Set down the full listing that follows, word for word.
***
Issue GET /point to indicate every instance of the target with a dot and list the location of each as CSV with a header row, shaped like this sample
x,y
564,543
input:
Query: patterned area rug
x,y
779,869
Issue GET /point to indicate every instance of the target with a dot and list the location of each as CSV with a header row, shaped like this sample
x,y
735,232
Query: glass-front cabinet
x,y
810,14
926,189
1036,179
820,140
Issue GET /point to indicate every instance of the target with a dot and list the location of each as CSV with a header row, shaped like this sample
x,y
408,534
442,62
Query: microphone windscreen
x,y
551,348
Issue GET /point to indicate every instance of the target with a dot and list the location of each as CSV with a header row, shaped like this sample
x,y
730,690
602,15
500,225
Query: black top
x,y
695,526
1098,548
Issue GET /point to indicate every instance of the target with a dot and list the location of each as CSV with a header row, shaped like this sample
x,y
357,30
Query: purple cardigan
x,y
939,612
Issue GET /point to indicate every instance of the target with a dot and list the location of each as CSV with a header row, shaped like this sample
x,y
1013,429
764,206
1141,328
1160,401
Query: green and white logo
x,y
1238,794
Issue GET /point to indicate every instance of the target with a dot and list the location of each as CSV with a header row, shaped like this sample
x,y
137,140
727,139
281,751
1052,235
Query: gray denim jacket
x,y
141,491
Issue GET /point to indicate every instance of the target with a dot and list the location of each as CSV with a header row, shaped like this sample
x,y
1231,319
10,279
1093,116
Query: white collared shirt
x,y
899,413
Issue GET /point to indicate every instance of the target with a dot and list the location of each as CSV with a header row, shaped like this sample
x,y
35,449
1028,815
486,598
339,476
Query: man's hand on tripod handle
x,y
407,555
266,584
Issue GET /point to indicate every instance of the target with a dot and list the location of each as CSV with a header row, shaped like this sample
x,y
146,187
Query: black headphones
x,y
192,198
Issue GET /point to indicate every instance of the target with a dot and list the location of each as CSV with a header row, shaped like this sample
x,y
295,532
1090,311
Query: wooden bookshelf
***
**Answer to the exercise**
Issue GET /point to indicate every instance of the target with a dot and list the location of each as CSV with a header row, shaped like this sample
x,y
564,543
input:
Query: patterned area rug
x,y
779,869
Issue GET /point to indicate every instance of the target with a dot and list the location of each as CSV with a header row, shaped like this sample
x,y
735,232
Query: glass-front cabinet
x,y
810,14
926,189
1036,179
820,140
Issue GET /point to indicate every instance of the target with a dot and list the location of each as CSV with a header row, shaped like this sample
x,y
408,534
442,62
Query: microphone windscreen
x,y
551,348
Issue GET /point to indicate every instance of the target with a dot and list the location of each as CSV with a header row, shaped like this sample
x,y
730,690
602,15
500,225
Query: black top
x,y
695,526
1098,548
Issue GET /point to indicate every instance of the target with a dot and list the location of each as CSV with a header row, shaped like this sample
x,y
357,30
Query: purple cardigan
x,y
939,612
Issue GET /point to indicate every instance of the target with a dot and list the location of each as CSV with a header row, shaped like this sample
x,y
1013,429
764,206
1141,328
1160,401
Query: green and white logo
x,y
1238,794
Issue GET /point to indicate every instance of the target with a dot and list the location of each as CSV with a header row, shaped like this sample
x,y
137,140
727,139
281,751
1052,235
Query: gray denim jacket
x,y
141,491
Issue GET /point to indicate every instance of the target with a dot and list the location of each as CSV with a header row, shaped like this sample
x,y
1231,319
10,279
1093,116
Query: white collared shirt
x,y
899,413
Issue GET /point to indicate every instance of the target with a dot and list the location of each as CSV with a header row, shaped like this sample
x,y
35,449
1028,815
486,598
339,476
Query: man's hand on tripod handle
x,y
407,555
266,584
Issue GET /point to indicate every instance of the target with a dot and list the location of each as CSV with a header row, shaped like this sample
x,y
146,187
Query: black headphones
x,y
192,198
Issue GET /point to indicate every instance of the target with a dot and list the location of each as CSV with a header row, shaped like this sample
x,y
295,532
1090,311
Query: wooden bookshelf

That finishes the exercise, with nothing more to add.